Prompt
Search the entries for the string "white" and give the number of lines that hold it, nothing more.

Referring expression pointing data

========================

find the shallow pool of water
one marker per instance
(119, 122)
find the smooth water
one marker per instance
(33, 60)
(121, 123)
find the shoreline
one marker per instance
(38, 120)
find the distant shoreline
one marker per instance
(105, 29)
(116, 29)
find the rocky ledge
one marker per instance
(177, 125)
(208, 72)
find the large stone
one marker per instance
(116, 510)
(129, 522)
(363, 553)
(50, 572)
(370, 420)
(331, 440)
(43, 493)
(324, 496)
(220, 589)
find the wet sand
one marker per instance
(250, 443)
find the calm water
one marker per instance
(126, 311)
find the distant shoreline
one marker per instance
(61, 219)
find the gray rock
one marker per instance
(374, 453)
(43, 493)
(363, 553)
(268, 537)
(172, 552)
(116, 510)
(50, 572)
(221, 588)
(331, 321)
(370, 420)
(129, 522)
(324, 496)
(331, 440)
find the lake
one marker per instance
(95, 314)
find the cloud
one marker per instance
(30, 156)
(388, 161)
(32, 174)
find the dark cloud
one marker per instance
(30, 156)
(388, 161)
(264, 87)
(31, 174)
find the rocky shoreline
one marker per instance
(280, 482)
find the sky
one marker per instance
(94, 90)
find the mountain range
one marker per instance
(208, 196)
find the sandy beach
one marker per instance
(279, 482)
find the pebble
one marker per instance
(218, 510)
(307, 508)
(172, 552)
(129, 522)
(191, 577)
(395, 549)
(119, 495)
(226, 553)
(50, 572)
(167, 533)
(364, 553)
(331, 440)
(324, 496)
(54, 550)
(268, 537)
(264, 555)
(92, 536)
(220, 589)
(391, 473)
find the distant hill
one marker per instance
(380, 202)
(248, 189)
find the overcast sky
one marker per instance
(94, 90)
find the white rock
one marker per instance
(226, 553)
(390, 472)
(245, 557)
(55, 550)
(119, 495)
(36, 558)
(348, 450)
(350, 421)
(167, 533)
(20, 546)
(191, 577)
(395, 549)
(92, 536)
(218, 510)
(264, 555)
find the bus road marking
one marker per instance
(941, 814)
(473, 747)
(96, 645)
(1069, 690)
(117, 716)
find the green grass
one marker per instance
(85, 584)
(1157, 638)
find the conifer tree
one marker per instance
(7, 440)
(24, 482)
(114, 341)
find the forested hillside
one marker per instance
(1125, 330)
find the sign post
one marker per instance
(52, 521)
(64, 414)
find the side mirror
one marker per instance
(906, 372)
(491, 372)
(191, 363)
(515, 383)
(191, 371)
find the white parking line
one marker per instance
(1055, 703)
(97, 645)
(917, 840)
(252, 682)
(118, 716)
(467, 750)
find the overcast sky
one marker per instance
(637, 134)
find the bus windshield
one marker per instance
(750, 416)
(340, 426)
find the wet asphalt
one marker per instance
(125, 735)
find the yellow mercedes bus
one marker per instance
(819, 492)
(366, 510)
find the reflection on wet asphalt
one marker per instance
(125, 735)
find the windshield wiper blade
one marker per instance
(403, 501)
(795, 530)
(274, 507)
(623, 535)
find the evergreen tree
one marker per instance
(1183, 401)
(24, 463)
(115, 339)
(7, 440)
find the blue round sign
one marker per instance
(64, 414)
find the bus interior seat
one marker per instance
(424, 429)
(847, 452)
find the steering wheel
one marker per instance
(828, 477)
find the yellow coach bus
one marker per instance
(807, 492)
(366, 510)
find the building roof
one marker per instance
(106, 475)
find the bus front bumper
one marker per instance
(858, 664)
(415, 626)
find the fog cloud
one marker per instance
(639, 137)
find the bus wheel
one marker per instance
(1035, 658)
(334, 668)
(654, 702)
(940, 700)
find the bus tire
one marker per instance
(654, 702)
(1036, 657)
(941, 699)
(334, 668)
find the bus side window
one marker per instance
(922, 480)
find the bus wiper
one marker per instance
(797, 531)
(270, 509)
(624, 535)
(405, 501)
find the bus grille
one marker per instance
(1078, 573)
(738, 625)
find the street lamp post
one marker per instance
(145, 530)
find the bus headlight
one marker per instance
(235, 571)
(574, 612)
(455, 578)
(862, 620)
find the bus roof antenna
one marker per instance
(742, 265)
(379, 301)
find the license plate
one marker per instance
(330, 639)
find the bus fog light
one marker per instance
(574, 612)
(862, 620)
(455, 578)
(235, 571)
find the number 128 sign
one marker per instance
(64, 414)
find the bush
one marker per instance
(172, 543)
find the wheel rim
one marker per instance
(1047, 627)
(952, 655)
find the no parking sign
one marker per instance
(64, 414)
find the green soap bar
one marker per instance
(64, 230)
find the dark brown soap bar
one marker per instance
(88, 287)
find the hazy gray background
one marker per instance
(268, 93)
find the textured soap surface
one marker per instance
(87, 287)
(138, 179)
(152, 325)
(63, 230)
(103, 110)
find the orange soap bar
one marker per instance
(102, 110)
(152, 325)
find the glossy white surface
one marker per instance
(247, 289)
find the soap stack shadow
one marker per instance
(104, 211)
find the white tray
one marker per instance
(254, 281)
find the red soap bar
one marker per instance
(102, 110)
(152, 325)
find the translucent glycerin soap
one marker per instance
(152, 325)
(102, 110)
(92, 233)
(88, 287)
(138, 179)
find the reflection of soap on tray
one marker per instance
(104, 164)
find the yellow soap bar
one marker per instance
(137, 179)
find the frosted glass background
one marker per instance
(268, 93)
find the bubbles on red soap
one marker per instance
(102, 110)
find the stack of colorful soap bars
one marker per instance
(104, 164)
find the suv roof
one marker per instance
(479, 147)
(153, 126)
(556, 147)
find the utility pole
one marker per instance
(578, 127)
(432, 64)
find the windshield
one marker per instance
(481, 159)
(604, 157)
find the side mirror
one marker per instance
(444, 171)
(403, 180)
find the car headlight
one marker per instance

========================

Your solution
4